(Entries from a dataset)
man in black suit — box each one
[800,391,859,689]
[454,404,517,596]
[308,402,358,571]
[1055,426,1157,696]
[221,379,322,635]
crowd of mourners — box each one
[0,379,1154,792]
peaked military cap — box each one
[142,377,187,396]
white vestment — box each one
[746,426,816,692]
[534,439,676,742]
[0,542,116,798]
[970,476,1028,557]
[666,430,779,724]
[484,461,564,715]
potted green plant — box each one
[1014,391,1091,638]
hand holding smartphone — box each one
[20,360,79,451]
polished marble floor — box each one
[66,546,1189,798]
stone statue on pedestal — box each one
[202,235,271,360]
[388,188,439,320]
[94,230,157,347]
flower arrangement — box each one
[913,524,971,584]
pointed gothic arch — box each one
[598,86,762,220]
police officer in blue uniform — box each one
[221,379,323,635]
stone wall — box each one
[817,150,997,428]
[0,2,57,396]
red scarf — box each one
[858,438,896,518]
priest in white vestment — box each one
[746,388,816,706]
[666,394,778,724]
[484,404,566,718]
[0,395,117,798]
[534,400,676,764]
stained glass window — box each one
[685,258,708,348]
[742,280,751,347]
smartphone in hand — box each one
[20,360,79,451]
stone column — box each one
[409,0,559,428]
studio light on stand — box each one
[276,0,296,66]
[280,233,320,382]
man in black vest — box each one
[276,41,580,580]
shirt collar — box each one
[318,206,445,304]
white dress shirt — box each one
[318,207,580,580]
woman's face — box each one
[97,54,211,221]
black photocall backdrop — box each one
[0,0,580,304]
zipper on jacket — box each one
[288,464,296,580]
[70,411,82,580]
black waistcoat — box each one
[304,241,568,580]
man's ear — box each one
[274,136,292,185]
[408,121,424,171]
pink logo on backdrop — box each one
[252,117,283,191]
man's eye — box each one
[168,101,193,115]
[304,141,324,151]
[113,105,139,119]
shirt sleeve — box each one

Stated problem -
Put the lines between the one holding "polished marble floor — box each one" and the one holding "[318,207,580,580]", both included, into a numbered list, leaving out any blank lines.

Right answer -
1. polished marble floor — box each one
2. [66,546,1189,798]
3. stone statue on pedestal — box each one
4. [202,235,271,360]
5. [388,188,439,320]
6. [94,230,157,347]
7. flower arrangement — box each one
8. [913,524,971,584]
9. pointed gothic arch — box each one
10. [598,86,762,220]
11. police officer in blue uniform — box each one
12. [221,379,323,635]
13. stone wall — box each one
14. [817,150,997,428]
15. [0,2,57,396]
16. red scarf — box each one
17. [858,438,896,518]
18. priest in white vestment — box each one
19. [746,388,816,706]
20. [666,394,778,724]
21. [484,404,566,718]
22. [0,395,117,798]
23. [534,400,676,764]
24. stained glass window — box each one
25. [685,258,708,348]
26. [742,280,751,347]
27. smartphone in hand — box each one
28. [20,360,79,451]
29. stone column — box each one
30. [409,0,559,428]
31. studio light on stand — box each one
32. [276,0,296,66]
33. [280,233,320,382]
34. man in black vest — box each one
35. [276,41,580,580]
36. shirt collar — box each one
37. [318,206,445,304]
38. white dress shirt — box each one
39. [318,207,580,580]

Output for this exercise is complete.